Extracted material:
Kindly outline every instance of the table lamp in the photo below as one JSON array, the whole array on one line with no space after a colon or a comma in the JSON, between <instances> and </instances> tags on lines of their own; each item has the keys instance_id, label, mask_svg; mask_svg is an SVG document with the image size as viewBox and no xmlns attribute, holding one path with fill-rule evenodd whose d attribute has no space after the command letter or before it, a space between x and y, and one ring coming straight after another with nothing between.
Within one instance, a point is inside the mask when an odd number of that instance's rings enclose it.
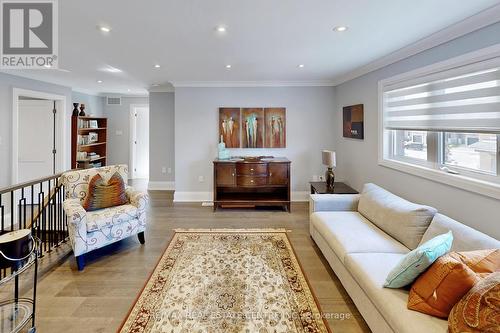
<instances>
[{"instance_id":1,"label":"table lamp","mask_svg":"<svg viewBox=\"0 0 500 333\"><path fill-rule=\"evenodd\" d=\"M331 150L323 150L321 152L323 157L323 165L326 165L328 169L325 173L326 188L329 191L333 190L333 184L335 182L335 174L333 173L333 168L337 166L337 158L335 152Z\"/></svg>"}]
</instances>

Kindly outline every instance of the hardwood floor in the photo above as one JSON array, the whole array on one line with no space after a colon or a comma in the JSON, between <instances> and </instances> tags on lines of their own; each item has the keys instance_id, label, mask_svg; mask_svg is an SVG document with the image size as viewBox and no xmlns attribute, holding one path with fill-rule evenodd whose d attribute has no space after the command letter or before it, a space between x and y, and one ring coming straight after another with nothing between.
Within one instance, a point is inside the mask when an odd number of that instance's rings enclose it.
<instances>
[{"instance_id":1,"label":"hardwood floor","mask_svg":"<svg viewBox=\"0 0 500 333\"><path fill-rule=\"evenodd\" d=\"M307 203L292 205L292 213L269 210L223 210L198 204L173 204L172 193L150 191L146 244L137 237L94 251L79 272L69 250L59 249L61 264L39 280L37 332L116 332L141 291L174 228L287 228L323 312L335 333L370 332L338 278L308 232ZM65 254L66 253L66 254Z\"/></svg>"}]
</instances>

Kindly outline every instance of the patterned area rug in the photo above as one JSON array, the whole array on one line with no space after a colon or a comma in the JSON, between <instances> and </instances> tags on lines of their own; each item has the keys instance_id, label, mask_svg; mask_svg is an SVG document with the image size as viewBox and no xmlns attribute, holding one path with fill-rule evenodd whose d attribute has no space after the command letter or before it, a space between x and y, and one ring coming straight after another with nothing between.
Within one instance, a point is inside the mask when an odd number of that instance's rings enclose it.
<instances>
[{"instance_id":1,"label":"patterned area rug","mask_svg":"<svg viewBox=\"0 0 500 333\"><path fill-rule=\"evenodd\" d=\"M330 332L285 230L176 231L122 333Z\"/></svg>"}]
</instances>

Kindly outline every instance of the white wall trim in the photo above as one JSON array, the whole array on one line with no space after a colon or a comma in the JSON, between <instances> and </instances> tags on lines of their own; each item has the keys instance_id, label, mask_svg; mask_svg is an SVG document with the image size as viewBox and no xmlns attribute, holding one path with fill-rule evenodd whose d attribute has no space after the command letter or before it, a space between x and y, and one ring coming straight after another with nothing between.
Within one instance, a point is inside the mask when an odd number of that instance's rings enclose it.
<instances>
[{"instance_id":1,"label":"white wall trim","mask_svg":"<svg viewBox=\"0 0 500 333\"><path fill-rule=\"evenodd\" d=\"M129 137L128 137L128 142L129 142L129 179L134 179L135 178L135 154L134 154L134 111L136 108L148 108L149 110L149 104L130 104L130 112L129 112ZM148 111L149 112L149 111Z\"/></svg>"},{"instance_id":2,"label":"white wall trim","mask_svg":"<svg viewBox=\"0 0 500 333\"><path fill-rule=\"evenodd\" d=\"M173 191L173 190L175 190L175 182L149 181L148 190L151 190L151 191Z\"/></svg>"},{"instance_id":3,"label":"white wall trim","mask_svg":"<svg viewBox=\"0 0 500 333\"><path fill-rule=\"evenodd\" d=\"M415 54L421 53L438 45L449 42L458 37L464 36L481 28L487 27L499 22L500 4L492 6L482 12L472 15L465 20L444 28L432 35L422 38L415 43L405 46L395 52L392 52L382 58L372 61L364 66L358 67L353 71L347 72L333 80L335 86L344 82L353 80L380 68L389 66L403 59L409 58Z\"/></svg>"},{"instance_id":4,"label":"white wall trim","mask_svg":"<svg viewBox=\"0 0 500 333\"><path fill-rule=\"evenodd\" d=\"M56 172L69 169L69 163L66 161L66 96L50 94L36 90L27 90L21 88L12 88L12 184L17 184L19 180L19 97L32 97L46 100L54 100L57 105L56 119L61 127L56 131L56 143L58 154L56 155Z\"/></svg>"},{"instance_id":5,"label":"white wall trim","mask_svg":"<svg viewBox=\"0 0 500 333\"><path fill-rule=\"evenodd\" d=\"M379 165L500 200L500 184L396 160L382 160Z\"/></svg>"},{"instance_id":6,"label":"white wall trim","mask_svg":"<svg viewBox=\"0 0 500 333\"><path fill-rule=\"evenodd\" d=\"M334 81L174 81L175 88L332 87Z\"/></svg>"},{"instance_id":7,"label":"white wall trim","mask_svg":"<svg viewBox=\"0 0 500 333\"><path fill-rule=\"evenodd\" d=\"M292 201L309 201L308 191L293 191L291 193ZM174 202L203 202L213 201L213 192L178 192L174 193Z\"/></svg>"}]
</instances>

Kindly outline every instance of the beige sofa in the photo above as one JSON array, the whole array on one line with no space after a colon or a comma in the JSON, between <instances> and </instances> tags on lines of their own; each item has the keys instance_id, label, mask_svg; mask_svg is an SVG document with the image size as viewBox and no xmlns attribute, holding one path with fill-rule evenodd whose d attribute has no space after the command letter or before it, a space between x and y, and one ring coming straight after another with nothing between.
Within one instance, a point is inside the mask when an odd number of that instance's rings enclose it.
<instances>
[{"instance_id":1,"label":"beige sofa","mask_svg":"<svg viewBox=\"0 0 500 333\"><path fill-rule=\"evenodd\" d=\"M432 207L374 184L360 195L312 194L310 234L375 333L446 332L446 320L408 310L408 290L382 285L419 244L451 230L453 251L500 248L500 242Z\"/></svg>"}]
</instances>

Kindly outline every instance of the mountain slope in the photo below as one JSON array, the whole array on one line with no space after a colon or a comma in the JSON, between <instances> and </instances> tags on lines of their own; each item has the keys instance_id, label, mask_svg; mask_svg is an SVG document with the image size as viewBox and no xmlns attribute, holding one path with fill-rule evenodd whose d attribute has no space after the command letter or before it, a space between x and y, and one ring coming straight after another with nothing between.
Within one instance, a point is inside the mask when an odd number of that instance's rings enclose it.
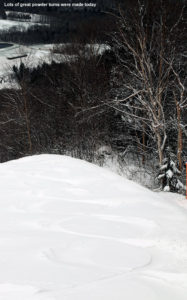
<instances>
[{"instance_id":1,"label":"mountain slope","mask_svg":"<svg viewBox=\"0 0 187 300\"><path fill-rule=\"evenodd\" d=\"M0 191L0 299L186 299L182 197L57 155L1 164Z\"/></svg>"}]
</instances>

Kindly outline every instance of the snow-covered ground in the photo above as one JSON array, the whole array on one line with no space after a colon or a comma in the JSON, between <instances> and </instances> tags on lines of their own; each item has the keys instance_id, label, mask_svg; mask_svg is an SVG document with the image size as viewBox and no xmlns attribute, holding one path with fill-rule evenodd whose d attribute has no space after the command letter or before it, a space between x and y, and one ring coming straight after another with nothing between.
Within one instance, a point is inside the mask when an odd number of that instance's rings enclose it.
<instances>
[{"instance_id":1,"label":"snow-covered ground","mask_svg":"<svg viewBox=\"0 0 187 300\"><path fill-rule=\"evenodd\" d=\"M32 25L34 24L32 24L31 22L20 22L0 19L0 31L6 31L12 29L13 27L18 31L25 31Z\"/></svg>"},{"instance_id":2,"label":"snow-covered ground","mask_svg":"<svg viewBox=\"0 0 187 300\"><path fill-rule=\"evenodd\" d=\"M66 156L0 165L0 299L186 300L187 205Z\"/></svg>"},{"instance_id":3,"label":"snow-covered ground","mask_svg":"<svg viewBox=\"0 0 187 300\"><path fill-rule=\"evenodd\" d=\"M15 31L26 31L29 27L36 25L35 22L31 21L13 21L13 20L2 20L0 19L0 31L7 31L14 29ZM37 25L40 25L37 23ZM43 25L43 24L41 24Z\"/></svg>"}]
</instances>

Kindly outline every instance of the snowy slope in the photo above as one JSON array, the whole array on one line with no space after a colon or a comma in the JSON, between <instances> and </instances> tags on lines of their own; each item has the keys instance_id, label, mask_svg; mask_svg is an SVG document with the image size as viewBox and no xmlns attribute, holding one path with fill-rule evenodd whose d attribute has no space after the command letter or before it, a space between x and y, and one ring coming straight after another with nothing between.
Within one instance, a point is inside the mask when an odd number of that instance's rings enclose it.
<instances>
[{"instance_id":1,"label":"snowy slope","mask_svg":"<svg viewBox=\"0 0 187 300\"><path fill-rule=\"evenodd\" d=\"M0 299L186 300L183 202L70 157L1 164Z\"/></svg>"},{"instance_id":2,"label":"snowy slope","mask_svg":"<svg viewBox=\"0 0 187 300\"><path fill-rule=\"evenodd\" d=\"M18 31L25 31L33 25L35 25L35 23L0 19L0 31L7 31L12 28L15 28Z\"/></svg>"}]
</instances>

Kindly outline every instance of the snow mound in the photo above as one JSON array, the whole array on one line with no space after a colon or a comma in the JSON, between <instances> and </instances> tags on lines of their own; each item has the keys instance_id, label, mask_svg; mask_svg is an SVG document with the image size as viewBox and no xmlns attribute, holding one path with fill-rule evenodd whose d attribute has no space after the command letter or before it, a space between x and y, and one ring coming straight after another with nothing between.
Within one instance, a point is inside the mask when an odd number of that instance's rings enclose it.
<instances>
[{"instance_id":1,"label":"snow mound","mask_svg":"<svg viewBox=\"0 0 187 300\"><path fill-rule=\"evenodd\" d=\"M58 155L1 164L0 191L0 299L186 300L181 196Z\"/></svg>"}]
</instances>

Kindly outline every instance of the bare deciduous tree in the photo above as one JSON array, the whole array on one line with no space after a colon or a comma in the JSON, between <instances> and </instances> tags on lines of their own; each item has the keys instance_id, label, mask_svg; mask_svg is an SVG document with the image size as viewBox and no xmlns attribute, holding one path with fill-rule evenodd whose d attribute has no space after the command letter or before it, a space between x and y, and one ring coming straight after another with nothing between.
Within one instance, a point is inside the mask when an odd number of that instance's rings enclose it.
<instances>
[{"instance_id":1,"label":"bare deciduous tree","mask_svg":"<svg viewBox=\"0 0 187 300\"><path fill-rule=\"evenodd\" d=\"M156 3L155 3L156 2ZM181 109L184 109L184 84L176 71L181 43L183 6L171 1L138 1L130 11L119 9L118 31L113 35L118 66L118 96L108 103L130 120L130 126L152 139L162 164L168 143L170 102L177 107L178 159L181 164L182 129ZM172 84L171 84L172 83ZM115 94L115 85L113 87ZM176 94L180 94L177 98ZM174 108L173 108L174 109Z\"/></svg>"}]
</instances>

Task brief:
The range runs from the line with "Kindly outline every instance of the snow mound" up to and including the line with "Kindly outline every instance of the bare" in the listing above; please write out exactly those lines and nothing more.

Task answer:
Kindly outline every instance of the snow mound in the photo above as one JSON array, the whole array on one line with no space after a colon or a comma in the JSON, between <instances> and </instances> tags on lines of their own; each item has the keys instance_id, label, mask_svg; mask_svg is an SVG document with the image size as viewBox and no xmlns attribute, holding one path with fill-rule evenodd whose d attribute has no space after the command letter or before it, a space between x and y, and one ring coming straight after another with nothing between.
Within one instance, a point is inside the mask when an odd number of that instance's rings enclose it.
<instances>
[{"instance_id":1,"label":"snow mound","mask_svg":"<svg viewBox=\"0 0 187 300\"><path fill-rule=\"evenodd\" d=\"M58 155L1 164L0 191L0 299L186 300L181 196Z\"/></svg>"}]
</instances>

Kindly outline every instance of the bare deciduous tree in the photo above as one JSON array, the whole array on one line with no space after a colon or a comma in the JSON, between <instances> and </instances> tags on lines of their own; each item has the keys instance_id, label, mask_svg; mask_svg is an SVG document with the image size as viewBox and no xmlns attribute, holding one path with fill-rule evenodd whose d attribute has no space after the command letter or before it, a space between x and y, and one ring coming straight after another with nothing between.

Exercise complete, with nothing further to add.